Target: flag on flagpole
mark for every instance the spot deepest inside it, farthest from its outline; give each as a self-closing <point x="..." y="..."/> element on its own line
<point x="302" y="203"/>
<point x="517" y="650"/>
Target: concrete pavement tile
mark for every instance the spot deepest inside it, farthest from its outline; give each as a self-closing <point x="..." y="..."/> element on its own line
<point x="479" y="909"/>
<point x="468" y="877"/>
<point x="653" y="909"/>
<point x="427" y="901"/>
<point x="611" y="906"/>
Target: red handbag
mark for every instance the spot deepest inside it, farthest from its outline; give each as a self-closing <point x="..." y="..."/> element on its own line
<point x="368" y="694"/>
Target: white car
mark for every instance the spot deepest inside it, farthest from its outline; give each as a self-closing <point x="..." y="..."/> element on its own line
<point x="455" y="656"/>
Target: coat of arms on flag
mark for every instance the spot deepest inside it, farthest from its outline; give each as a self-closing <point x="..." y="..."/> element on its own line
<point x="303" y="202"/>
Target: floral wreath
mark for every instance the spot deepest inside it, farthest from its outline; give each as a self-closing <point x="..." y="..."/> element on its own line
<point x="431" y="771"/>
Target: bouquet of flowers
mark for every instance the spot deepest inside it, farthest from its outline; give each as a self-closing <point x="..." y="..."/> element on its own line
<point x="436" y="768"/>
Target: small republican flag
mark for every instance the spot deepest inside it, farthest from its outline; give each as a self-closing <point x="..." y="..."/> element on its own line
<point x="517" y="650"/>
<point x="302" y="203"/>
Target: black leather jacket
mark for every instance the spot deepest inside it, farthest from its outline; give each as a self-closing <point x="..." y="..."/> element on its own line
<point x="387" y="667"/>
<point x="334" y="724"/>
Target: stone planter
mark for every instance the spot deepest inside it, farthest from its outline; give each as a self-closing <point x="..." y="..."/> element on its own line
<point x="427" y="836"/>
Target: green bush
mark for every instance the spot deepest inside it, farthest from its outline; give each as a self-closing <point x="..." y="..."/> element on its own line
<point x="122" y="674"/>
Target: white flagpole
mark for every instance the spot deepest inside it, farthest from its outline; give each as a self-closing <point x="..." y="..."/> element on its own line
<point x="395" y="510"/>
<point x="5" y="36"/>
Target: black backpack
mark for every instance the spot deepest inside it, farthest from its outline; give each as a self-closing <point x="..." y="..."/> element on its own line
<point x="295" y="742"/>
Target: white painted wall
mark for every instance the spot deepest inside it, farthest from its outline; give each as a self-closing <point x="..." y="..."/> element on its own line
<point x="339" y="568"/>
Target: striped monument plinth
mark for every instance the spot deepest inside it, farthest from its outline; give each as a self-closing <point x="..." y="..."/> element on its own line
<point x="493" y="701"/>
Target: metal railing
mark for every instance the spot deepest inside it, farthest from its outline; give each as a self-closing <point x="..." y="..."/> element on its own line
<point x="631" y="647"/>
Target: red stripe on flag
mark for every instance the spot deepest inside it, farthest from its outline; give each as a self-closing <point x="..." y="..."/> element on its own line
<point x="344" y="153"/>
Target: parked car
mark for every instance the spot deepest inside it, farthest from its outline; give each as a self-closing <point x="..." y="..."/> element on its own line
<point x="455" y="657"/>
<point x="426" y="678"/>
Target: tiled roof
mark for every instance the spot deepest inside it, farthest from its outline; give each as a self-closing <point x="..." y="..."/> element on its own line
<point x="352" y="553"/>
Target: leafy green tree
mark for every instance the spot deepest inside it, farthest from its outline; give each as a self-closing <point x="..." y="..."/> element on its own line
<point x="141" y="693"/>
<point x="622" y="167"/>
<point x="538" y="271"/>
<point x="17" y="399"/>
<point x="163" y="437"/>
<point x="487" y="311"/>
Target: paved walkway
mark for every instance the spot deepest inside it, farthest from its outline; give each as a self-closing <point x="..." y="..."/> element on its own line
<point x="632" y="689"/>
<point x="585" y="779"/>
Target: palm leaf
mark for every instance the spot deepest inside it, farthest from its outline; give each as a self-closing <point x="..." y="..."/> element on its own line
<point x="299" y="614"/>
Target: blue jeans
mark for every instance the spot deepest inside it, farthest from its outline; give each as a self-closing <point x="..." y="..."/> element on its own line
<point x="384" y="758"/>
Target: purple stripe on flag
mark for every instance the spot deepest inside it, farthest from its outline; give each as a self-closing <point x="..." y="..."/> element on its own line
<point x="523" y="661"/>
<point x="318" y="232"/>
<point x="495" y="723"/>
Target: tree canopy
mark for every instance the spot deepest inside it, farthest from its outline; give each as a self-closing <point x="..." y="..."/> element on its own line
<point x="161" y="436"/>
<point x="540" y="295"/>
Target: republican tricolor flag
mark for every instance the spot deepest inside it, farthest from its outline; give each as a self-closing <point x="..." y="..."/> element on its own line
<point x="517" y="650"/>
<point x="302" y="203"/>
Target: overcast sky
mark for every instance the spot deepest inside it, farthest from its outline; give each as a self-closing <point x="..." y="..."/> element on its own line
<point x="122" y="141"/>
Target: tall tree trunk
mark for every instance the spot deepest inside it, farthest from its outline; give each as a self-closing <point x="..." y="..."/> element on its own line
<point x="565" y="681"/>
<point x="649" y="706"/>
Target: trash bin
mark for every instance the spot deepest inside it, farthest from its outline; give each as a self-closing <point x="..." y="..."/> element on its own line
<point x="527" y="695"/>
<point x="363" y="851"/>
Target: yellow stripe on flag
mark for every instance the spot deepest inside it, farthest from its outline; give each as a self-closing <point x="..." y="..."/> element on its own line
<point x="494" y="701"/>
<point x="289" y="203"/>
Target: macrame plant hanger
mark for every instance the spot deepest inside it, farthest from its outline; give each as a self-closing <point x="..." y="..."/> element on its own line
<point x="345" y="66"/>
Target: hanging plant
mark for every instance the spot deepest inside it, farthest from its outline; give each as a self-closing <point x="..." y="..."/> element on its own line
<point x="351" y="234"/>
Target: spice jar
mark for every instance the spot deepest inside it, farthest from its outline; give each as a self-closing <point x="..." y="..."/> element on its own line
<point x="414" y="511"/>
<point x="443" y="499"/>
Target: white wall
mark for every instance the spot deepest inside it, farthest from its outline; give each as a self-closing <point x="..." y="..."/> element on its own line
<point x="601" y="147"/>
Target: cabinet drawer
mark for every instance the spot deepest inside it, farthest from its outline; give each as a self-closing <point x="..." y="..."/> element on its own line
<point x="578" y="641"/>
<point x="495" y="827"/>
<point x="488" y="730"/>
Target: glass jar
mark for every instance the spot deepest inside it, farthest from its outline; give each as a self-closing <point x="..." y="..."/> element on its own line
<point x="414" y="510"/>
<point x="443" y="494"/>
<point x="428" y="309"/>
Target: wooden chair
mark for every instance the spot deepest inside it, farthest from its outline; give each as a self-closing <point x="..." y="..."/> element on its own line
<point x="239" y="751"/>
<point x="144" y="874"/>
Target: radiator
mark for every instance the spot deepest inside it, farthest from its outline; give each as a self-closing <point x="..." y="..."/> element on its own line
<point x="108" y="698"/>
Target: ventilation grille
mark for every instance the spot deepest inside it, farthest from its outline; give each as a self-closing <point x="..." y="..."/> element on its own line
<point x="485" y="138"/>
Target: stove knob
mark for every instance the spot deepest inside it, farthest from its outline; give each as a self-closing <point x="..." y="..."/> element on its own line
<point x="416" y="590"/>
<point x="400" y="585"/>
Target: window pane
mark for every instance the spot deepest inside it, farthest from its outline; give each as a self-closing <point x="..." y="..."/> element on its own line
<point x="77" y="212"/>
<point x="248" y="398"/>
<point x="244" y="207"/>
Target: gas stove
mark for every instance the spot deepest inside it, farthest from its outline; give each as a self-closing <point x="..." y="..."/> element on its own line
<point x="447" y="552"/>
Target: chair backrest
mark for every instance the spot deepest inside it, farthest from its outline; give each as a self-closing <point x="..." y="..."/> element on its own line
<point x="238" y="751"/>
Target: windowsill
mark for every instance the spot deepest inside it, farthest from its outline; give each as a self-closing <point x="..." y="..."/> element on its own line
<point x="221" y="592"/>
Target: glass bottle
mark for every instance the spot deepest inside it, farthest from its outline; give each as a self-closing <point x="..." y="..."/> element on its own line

**THE EXERCISE:** Reproduce nothing but the lines from the line containing "Target: chair backrest" to the last line of the data, each exactly as written.

**TASK OUTPUT:**
Target: chair backrest
mark for every instance the spot deepest inside it, farthest from its outline; give each as a self-closing <point x="..." y="..."/> element on its own line
<point x="238" y="751"/>
Target: windowsill
mark for every instance the spot deepest inside it, farthest from its outline; give each as a self-closing <point x="..." y="..."/> element on its own line
<point x="221" y="592"/>
Target: glass bottle
mark for every instance the spot deepest inside it, farthest from its outline; give each as a self-closing <point x="..." y="..."/> element on its own line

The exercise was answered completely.